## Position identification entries
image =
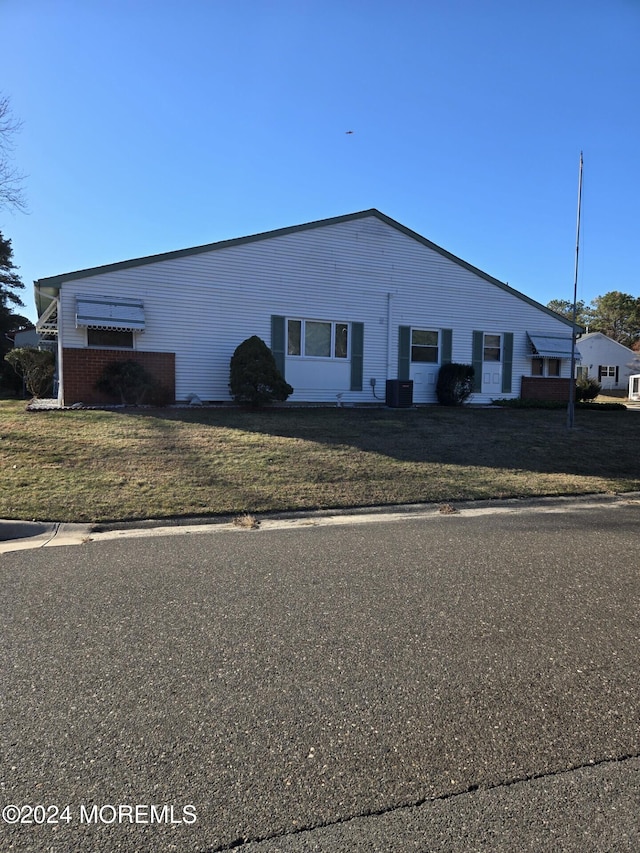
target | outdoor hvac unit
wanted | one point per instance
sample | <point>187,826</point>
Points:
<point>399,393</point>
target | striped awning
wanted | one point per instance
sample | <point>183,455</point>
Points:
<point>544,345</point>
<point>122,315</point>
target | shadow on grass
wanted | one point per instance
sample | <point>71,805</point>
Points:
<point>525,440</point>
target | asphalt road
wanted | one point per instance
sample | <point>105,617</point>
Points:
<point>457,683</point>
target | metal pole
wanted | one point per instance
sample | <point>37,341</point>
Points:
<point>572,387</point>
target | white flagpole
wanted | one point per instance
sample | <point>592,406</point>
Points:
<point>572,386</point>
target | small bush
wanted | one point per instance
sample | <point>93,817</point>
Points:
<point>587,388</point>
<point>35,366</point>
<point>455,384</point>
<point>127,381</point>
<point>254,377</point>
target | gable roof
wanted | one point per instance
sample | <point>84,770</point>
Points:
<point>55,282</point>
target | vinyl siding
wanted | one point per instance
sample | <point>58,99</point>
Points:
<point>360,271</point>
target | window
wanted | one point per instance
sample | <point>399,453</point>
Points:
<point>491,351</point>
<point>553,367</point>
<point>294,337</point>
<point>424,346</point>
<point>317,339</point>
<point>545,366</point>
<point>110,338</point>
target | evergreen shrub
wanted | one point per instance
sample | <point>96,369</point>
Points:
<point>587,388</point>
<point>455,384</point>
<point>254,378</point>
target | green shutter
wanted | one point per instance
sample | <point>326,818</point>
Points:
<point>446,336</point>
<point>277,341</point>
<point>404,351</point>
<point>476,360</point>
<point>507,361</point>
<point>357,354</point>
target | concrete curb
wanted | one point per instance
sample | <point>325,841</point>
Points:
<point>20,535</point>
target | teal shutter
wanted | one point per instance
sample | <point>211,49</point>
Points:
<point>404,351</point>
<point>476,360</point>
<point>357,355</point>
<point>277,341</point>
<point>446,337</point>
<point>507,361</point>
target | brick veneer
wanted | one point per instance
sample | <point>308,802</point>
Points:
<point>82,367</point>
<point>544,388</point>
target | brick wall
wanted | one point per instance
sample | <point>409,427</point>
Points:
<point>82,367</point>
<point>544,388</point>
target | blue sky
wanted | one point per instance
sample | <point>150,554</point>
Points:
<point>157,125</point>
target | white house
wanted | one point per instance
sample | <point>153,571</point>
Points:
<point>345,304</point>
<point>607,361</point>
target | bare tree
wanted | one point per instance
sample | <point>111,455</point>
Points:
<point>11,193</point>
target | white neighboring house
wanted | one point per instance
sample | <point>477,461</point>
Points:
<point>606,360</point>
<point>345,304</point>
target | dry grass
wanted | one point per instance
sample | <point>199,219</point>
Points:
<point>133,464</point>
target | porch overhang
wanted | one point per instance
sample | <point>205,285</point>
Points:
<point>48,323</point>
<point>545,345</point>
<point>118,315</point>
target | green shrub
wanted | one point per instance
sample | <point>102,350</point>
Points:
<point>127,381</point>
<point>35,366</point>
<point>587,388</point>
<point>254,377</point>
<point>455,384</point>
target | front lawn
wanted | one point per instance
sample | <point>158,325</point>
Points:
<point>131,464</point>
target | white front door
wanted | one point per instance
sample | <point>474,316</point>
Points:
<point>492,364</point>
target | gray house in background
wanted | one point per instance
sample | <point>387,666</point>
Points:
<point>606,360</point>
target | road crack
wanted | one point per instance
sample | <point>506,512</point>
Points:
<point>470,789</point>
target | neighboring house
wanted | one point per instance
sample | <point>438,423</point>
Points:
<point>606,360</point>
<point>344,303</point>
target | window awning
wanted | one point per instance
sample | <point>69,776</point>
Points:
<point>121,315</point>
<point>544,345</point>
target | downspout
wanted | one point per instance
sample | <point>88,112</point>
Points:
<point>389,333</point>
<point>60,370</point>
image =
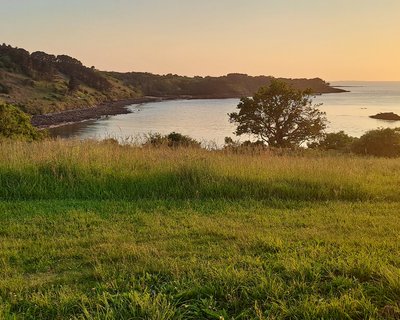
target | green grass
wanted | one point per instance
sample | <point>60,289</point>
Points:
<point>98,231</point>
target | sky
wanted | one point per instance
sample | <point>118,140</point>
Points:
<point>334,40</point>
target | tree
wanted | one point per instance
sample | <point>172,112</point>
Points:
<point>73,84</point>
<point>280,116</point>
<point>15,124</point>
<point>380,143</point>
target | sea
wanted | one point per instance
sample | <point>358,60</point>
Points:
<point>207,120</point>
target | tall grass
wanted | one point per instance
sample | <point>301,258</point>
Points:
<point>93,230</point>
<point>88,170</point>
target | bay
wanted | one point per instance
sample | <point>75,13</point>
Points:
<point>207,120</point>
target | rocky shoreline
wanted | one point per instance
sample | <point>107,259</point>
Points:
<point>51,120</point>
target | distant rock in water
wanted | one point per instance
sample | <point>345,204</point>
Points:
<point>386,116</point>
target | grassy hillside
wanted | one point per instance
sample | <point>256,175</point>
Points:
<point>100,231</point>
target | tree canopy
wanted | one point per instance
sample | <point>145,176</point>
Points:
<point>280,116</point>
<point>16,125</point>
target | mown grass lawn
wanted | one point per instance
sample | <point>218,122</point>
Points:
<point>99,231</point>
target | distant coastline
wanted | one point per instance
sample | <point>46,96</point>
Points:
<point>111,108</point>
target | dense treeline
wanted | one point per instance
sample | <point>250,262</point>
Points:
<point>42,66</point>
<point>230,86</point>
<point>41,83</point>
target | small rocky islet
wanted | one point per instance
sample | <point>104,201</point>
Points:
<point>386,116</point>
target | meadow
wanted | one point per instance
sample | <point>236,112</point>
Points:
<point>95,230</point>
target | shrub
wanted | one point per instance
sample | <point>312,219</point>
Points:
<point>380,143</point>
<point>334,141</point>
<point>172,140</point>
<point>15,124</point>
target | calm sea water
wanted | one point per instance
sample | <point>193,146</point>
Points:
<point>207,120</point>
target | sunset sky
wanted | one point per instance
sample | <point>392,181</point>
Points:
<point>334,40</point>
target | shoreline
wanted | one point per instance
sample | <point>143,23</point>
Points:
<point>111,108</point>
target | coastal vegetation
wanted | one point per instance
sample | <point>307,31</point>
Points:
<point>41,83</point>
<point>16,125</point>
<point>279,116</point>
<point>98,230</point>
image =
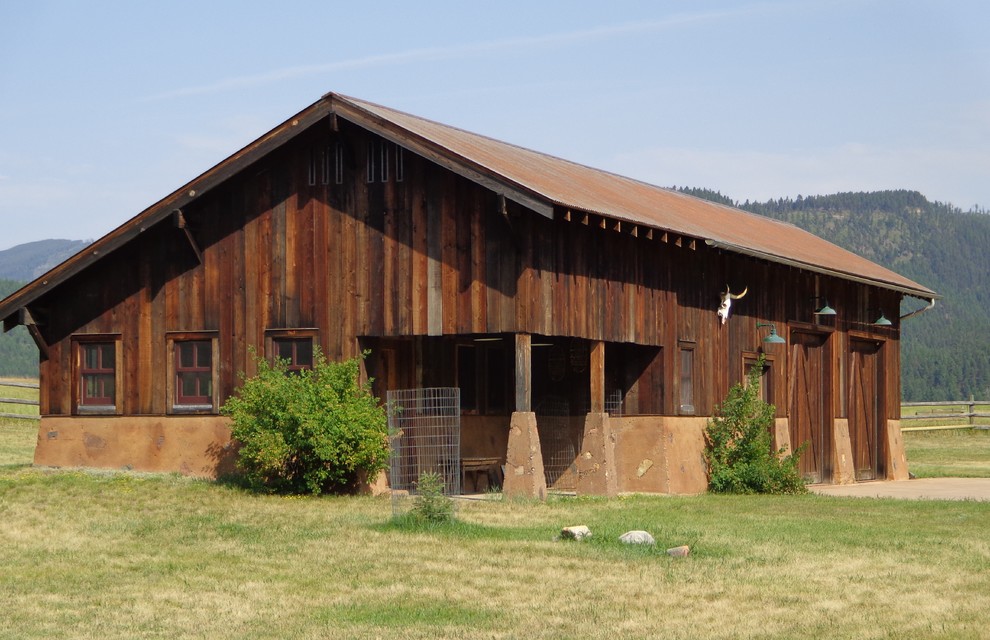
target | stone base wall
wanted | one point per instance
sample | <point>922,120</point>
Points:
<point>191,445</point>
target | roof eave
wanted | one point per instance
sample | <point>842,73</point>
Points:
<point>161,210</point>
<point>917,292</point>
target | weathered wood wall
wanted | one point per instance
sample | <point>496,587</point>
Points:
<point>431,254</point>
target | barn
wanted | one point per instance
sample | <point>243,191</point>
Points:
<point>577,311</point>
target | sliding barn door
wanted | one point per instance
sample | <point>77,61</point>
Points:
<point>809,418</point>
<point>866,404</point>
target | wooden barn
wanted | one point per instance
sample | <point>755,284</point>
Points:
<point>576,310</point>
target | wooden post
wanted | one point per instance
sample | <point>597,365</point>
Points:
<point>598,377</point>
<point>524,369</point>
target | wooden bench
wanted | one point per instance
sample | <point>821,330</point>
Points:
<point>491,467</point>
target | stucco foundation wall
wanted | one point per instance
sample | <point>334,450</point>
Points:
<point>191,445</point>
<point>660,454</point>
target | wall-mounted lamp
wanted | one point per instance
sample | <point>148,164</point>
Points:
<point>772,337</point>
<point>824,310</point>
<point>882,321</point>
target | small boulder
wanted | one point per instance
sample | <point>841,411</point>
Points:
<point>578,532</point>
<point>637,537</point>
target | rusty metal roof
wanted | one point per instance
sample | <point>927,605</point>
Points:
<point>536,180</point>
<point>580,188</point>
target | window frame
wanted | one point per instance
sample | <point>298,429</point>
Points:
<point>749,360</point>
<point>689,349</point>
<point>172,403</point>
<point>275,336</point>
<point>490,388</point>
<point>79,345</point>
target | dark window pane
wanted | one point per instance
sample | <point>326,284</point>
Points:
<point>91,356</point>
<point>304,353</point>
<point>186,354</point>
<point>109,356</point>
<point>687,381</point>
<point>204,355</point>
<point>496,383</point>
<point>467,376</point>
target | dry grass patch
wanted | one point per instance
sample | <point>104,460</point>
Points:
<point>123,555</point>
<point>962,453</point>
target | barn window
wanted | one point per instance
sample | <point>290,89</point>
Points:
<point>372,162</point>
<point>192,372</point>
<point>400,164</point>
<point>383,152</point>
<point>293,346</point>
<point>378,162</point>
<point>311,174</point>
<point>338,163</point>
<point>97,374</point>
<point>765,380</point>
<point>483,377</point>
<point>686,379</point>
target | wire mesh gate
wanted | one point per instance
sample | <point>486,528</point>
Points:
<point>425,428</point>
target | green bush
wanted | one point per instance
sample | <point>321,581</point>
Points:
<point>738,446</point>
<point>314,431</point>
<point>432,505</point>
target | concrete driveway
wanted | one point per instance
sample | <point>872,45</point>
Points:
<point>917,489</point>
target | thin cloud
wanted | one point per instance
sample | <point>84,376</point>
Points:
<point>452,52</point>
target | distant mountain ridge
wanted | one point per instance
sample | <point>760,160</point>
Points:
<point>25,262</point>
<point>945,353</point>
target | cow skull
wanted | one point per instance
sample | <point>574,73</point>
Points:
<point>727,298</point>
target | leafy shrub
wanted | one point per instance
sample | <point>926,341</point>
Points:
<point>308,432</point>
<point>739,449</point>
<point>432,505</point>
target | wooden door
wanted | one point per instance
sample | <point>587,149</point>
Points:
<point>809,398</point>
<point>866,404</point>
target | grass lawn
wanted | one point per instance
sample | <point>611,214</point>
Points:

## AIM OF THE TASK
Arrange the entries above, from the line containing "target | dense treeline" through the line containing "<point>660,454</point>", as a JSON list of strings with one string per line and blank lines omitted. Leave the pictures out of the list.

## OUTPUT OF THE TASK
[
  "target | dense treeline",
  "wanted | one point per instance",
  "sample | <point>250,262</point>",
  "Points:",
  "<point>42,66</point>",
  "<point>230,86</point>",
  "<point>41,83</point>",
  "target | small rocky islet",
  "wanted | one point per instance",
  "sample | <point>104,201</point>",
  "Points:",
  "<point>386,116</point>",
  "target | meadow",
  "wanted | one point per instance",
  "sample | <point>236,112</point>",
  "Points:",
  "<point>95,230</point>",
  "target | shrub",
  "wanted | one point per instance",
  "sample | <point>312,219</point>",
  "Points:",
  "<point>380,143</point>",
  "<point>334,141</point>",
  "<point>172,140</point>",
  "<point>15,124</point>",
  "target | calm sea water",
  "wanted | one point per instance",
  "sample | <point>193,146</point>",
  "Points:",
  "<point>207,120</point>",
  "target | sunset sky",
  "wanted | one point per instance",
  "sample | <point>392,181</point>",
  "Points:",
  "<point>334,40</point>",
  "target | shoreline",
  "wanted | one point per instance",
  "sample | <point>143,23</point>",
  "Points:",
  "<point>111,108</point>",
  "target | coastal vegetation",
  "wanted | one point per instance",
  "sample | <point>307,31</point>",
  "Points:",
  "<point>41,83</point>",
  "<point>16,125</point>",
  "<point>279,116</point>",
  "<point>98,230</point>",
  "image =",
  "target | stone base wall",
  "wanted | one point per instance",
  "sample | <point>922,120</point>",
  "Points:",
  "<point>191,445</point>",
  "target | roof eave",
  "wanted | one point per instance",
  "sample | <point>842,73</point>",
  "Points:",
  "<point>161,210</point>",
  "<point>917,292</point>",
  "target | weathered wood wall",
  "wanted | one point per instance",
  "sample | <point>496,587</point>",
  "Points:",
  "<point>431,254</point>",
  "target | barn",
  "wanted | one point per instance",
  "sample | <point>243,191</point>",
  "Points:",
  "<point>577,311</point>",
  "target | sliding barn door",
  "wanted | one point per instance",
  "sample | <point>77,61</point>",
  "Points:",
  "<point>809,418</point>",
  "<point>866,404</point>",
  "target | wooden barn",
  "wanted | one point per instance",
  "sample | <point>755,284</point>",
  "Points:",
  "<point>576,310</point>",
  "target | wooden post",
  "wanted | one point per instance",
  "sample | <point>597,365</point>",
  "Points:",
  "<point>598,377</point>",
  "<point>524,369</point>",
  "target | wooden bench",
  "wanted | one point per instance",
  "sample | <point>821,330</point>",
  "Points:",
  "<point>491,467</point>",
  "target | stucco foundation wall",
  "wanted | one point per instance",
  "sample | <point>334,450</point>",
  "Points:",
  "<point>191,445</point>",
  "<point>660,454</point>"
]